> **Given text**:

((

SOMETHING ABOUT MERRY
There won’t be any Merry Christmas in Bishop after this weekend.
Because Merry’s gone.
Merry Katherine Christmas, who moved to Bishop in 1983, is moving to an assisted living facility in the Yucca Valley.
She’d rather stay here, in her own home.
But there’s no live-in help to be found.
So she’s resigned to selling her home and pulling up stakes.
Although she’s in no condition to literally pull the stakes.
She broke her femur on June 6 and was transported to Reno for surgery.
She then came back to the Bishop Care Center for rehabilitation at the end of June.
But Merry turns 83 next month, and the body doesn’t heal from such injuries like it used to. So they told her that she had two options. 1. Start paying $10,000/month to stay at the Care Center, or 2. Find another place to live.
Her principal crime appears to be that she actually still has assets.
“If you have a little money, they’ve got to clean you out first,” she says. “Then you go on Medi-Cal.”
Bishop Care Center is considered a skilled nursing facility. Where Merry is headed in the Yucca Valley is considered assisted living and is priced at about half.
The base price
The issue will be the upselling. Everything is an upsell. Want help getting dressed every morning? That’ll cost you. A bath? Extra.
And Merry’s gonna need some assistance. When I arrived, she was a bit spent because her oxygen had been left near the other bed in her room, and she’d had to pull it over with her good leg.
She then pointed to her wheelchair, which was out of reach. And the slide board to get herself into the wheelchair, which was also out of reach, propped on the windowsill.
In essence, she’s captive.
So why not fall on the sword and divest oneself of assets and throw oneself upon the mercy of the state and try to stay put?
Answer: “I worked so hard in my life. I was a single woman. I put a roof over my head that was mine and paid off. To give that all up just so I can live in this cubicle is really hard … “
“They run you in circles until you just get too tired to fight. You feel like you’re nothing … I’ve been getting nervous about it [the move]. Bishop’s home. I don’t want to leave.
Sheet: Do you worry about dying?
Merry: No. I’m a Christian. That [heaven] is someplace I’m looking forward to going to. I sometimes wish I was gone already.”
In her work life, she was an optician, and managed an optical company in Pasadena for two decades. Part of her skill set was in grinding lenses, and her claim to fame is that one of her lenses for the original Voyager, commissioned by JPL (Jet Propulsion Laboratory) is still up there in space and still working.
She is also a Navy veteran, having served from 1961-1967 as a 1st Class Petty Officer.
Merry was born in Hollywood and grew up with a view of the Griffith Observatory. Her grandmother worked at Lockheed during WWII.

))

> **Information provided**:

((

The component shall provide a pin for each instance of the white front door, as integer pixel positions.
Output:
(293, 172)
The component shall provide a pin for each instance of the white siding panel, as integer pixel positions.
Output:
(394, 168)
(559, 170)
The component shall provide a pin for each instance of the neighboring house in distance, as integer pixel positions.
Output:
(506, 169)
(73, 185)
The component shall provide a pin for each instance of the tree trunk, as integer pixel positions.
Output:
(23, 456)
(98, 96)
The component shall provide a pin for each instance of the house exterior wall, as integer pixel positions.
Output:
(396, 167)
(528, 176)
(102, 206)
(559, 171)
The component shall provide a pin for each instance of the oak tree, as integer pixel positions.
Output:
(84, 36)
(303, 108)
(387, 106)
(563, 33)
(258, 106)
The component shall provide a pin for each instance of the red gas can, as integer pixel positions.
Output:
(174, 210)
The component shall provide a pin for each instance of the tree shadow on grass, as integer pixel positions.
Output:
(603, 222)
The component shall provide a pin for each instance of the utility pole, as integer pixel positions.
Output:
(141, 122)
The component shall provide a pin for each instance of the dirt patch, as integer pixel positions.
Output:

))

> **Questions**:
1 – Answer these questions about the article on Merry's move from Bishop:
(a) On what date did Merry break her femur?
(b) During which years did she serve in the Navy, and what rank did she hold?
(c) In what city did she manage an optical company, and for how long?
2 – Carry the article about Merry's move from Bishop forward from its last sentence.

> **Answers to the exercises**:
1 –
(a) June 6.
(b) 1961–1967, as a 1st Class Petty Officer.
(c) Pasadena, for two decades.

2 –
She vacationed in the Sierra for a few decades before fulfilling her dream of moving here.
Sheet: What are your favorite things about Bishop?
Merry: Good air. Views. The cloud formations. The friendly people and small-town life. I hosted many a family gathering here over the years. The family holidays are so deeply identified with my home.
Merry took another sip of her root beer. I asked her if root beer was her favorite drink.
“Favorite soft drink,” she laughed. “I like champagne, bourbon and 7, cuba libres, martinis with lots of olives … that used to be my dinner sometimes [as a young woman out on the town]. Olives and onions!”
She says her favorite restaurant in Bishop is Yamatani, and she’s partial to the sashimi and the Alaskan rolls. “Robbie [Yamatani owner Robbie Tani] came by to bring some sushi the other day. I ate it for three days,” says Merry.
She says the Care Center is “probably one of the better ones” in terms of Nursing Homes, but it’s clearly understaffed. “The other night they had three people in my entire section.”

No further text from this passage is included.